● STUDY TEXT:
------------------------------------------------------------

Hawkins v. Shoop

Decision Date04 December 2019
Docket NumberCase No. 3:19-cv-072
PartiesBRIAN HAWKINS, Petitioner, v. TIMOTHY SHOOP, Warden, Chillicothe Correctional Institution Respondent.
CourtU.S. District Court — Southern District of Ohio

District Judge Thomas M. Rose

Magistrate Judge Michael R. Merz

REPORT AND RECOMMENDATIONS

This is a habeas corpus case brought pro se by Petitioner Brian Hawkins pursuant to 28 U.S.C. § 2254. Hawkins seeks relief from his convictions for rape and kidnapping in the Common Pleas Court of Montgomery County, Ohio. The case is ripe for consideration on the Petition (ECF No. 3), the State Court Record (ECF No. 10), the Return of Writ (ECF No. 11), and Petitioner's Reply (ECF No. 18).

Litigation History

Hawkins was indicted in May 2015 for the July 2002 rape and kidnapping of A.J., a person then fifteen years old. After his motion to dismiss for lack of a speedy trial was denied, Hawkins was convicted by a jury. The trial judge then merged the rape and kidnapping counts and sentenced him to ten years' imprisonment.

------------------------------------------------------------

● RECORDS SHOWN:

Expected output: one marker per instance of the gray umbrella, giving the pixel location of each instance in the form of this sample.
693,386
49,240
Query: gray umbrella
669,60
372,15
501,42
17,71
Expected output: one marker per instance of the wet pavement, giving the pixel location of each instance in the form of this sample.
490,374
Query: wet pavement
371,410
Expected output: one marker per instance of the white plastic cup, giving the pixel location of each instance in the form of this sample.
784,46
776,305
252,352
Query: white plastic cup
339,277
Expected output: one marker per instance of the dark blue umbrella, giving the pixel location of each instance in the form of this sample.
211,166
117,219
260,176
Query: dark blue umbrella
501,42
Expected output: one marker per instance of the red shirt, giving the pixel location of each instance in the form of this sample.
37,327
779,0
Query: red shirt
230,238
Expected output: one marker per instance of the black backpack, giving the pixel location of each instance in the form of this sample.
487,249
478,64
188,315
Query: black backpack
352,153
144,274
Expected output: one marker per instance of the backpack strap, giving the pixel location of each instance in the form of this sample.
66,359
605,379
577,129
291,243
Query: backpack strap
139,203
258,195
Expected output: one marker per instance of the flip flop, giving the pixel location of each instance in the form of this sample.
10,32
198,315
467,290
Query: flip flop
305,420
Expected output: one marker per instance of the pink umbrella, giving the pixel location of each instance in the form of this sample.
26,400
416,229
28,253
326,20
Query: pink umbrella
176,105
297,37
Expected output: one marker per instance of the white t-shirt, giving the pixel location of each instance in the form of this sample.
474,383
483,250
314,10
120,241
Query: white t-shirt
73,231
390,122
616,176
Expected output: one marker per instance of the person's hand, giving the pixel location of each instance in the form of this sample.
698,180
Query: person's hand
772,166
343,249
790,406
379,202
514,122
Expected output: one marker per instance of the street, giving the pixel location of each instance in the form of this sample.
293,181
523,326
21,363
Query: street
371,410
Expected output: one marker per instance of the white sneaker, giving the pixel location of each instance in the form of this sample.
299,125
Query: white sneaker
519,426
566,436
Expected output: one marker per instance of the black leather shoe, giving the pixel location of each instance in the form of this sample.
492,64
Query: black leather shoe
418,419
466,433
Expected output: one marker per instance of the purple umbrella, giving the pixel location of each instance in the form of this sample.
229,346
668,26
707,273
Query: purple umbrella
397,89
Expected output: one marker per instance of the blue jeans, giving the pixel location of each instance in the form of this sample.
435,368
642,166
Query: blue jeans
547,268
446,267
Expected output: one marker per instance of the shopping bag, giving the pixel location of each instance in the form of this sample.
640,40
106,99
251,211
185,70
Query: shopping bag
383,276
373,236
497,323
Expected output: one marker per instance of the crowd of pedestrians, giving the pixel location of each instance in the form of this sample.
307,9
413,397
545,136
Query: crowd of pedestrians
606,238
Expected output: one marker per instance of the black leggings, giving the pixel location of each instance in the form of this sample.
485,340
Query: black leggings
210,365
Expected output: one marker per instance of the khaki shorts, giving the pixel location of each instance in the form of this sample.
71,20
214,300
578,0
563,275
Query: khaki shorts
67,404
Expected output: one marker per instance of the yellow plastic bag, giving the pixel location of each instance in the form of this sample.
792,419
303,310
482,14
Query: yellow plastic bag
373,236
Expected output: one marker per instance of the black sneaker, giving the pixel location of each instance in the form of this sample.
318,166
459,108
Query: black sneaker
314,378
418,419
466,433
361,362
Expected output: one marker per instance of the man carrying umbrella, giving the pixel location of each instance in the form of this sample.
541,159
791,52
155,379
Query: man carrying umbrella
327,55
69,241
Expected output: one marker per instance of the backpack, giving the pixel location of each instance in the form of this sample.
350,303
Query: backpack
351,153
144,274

------------------------------------------------------------

● TASK DIRECTIONS: Copy the passage of the Hawkins v. Shoop report above word for word, from "Litigation History" to "ten years' imprisonment.".

● TASK OUTPUT:
Litigation History

Hawkins was indicted in May 2015 for the July 2002 rape and kidnapping of A.J., a person then fifteen years old. After his motion to dismiss for lack of a speedy trial was denied, Hawkins was convicted by a jury. The trial judge then merged the rape and kidnapping counts and sentenced him to ten years' imprisonment.